*TRAVAIL À FAIRE*
A – D'après le texte sur le père chez Lacan, quel est le grand avantage d'une fonction ?
B – Recopiez le passage du texte sur le père chez Lacan à partir de « Lorsque Lacan reprend » jusqu'à « partie d’un tout. » inclus.

*TEXTE ÉTUDIÉ*
—————

Le père après le patriarcat, c’est le père qui n’est plus universel. C’est le père qui n’est plus un Dieu. Jacques-Alain Miller souligne ce point dans son cours, encore inédit, « L’Un-tout-seul », je le cite « il est essentiel [que le père] ne soit pas Dieu […]. Freud avait montré la racine de l’illusion religieuse dans la fonction du père et Lacan au contraire marque le mirage divin qui est à proprement mortifère ou psychotisant quand il est supporté par le père »[2].

Lorsque Lacan reprend à son compte la perspective freudienne selon laquelle le père et Dieu sont liés, il sépare la définition du père comme Dieu de son existence. Il sépare l’essence du père et son existence. Il énonce que si « tout père est Dieu », il faut compléter cet énoncé du fait que dans son existence, au niveau de l’existence d’un père, aucun père n’est Dieu[3]. Cette mise en tension des deux niveaux, de ce qui est valable pour tout père, et de ce qui relève de l’existence d’un père, fait partie de la bascule anti-hégélienne de Lacan. Il refuse de réduire les existences particulières à être une partie d’un tout.

Le père, un par un

Il l’énonce lors de l’unique leçon du Séminaire « Des Noms-du-Père » : « Toute dialectique hégélienne est faite pour combler cette faille, et montrer, dans une prestigieuse transmutation, comment l’universel peut arriver à se particulariser par la voie […] de l’Aufhebung. »[4] Ce refus de l’universel se poursuit, lorsque Lacan entreprend de définir le Nom-du-Père à partir d’une fonction. Le grand avantage d’une fonction est de ne pas définir un tout : une fonction logique ne définit qu’un domaine d’application. La fonction n’est alors définissable que par la réalisation de variables qui constituent son développement.

—————

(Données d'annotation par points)
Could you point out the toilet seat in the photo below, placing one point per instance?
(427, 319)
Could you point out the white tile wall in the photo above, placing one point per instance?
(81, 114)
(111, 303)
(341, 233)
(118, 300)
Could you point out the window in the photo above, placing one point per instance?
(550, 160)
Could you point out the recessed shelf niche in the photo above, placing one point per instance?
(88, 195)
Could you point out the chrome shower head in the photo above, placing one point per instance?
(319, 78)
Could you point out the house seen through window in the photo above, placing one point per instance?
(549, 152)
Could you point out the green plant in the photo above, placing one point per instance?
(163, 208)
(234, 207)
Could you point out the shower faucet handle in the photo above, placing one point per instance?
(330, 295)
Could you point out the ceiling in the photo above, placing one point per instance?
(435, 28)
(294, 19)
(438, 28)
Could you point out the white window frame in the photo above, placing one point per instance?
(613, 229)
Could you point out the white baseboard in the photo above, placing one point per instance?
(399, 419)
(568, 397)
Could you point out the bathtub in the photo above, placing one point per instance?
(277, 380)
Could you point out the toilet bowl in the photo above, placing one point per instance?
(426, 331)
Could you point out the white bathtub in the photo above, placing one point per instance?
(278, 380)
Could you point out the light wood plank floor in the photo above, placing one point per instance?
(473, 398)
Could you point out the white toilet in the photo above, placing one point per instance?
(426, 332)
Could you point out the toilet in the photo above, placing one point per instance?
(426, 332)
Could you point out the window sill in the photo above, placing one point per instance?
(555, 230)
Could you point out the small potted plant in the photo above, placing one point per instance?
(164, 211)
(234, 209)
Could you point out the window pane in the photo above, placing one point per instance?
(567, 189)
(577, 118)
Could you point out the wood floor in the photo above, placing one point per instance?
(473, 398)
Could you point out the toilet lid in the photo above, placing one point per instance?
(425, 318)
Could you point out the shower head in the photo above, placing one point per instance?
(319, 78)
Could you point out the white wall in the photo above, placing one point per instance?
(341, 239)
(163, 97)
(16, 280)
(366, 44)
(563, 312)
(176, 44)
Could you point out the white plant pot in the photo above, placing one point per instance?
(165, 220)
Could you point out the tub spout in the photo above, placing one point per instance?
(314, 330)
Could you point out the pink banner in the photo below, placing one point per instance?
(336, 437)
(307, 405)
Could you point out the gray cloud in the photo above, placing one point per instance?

—————

*ÉLÉMENTS DE CORRECTION*
A – Une fonction ne définit pas un tout : une fonction logique ne définit qu'un domaine d'application.

B –
Lorsque Lacan reprend à son compte la perspective freudienne selon laquelle le père et Dieu sont liés, il sépare la définition du père comme Dieu de son existence. Il sépare l’essence du père et son existence. Il énonce que si « tout père est Dieu », il faut compléter cet énoncé du fait que dans son existence, au niveau de l’existence d’un père, aucun père n’est Dieu[3]. Cette mise en tension des deux niveaux, de ce qui est valable pour tout père, et de ce qui relève de l’existence d’un père, fait partie de la bascule anti-hégélienne de Lacan. Il refuse de réduire les existences particulières à être une partie d’un tout.